=== Task requirements ===
Set down, please, without alteration, the lines of the entries below from the first through the one containing "Could you point at the bride's fingers".

=== Data extracts ===
■ ■ ■ ■ ■ ■ ■

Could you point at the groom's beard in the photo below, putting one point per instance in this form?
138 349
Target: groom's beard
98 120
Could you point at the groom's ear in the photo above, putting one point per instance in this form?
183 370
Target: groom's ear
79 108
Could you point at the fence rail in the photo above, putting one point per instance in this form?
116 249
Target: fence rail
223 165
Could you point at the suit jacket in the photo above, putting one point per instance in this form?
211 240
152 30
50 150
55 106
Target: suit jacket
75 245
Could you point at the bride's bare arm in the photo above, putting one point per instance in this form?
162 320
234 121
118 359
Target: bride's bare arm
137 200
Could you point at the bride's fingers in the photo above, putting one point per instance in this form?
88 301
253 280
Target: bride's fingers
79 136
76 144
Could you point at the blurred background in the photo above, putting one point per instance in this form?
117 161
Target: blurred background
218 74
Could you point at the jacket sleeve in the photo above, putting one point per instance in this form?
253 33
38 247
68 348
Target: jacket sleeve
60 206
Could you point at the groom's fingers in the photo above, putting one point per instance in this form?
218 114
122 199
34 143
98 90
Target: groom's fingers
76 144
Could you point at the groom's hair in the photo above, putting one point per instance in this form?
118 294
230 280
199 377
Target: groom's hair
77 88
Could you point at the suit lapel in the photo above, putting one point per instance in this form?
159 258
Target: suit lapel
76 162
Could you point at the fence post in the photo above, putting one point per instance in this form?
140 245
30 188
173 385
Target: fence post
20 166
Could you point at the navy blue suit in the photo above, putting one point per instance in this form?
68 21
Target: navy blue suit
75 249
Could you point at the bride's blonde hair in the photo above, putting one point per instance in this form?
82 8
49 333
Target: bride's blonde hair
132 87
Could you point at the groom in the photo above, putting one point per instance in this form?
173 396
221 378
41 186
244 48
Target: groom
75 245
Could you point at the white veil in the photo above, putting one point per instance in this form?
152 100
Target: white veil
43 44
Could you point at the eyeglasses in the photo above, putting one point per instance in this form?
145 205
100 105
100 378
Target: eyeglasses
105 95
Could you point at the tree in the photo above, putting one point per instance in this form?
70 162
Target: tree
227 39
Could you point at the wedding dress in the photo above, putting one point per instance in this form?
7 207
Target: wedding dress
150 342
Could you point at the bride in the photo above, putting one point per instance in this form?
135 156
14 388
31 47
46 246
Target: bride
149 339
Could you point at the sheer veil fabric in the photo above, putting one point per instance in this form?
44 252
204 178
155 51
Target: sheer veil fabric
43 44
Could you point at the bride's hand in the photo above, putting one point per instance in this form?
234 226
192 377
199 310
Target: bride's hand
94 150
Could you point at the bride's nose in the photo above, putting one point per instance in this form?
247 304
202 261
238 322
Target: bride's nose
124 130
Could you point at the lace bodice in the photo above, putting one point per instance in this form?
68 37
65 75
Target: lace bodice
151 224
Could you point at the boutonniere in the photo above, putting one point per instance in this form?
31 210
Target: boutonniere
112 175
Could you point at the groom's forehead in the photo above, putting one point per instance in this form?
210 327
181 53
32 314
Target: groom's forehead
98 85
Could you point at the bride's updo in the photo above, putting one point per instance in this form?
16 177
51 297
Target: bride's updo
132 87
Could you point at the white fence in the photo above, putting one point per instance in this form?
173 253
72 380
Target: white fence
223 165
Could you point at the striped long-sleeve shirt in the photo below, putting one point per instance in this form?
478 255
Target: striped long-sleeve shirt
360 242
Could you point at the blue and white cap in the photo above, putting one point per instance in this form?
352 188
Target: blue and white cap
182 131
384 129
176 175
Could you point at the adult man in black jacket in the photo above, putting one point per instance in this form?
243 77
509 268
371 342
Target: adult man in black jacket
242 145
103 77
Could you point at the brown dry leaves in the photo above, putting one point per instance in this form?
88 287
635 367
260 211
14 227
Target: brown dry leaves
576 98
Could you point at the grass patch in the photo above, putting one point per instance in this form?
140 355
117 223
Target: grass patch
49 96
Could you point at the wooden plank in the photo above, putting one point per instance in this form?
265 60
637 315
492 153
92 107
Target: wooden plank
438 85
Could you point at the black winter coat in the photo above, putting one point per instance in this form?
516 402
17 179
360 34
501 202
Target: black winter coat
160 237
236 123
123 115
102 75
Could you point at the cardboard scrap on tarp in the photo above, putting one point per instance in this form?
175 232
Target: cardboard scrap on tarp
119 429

■ ■ ■ ■ ■ ■ ■

=== Solution for this problem ===
Could you point at the groom's beard in the photo below, putting one point per instance in this form?
138 349
Target: groom's beard
98 120
Could you point at the groom's ear in the photo above, putting one point per instance in this form?
183 370
Target: groom's ear
79 108
Could you point at the fence rail in the photo above, putting one point per instance in this form?
116 249
Target: fence rail
223 165
Could you point at the suit jacket in the photo above, putting one point per instance in this form?
211 240
152 30
50 150
55 106
Target: suit jacket
75 245
Could you point at the bride's bare arm in the photo above, putting one point per instance in this form?
162 320
234 121
118 359
Target: bride's bare arm
137 200
Could you point at the bride's fingers in the photo above, putting one point per instance in this form?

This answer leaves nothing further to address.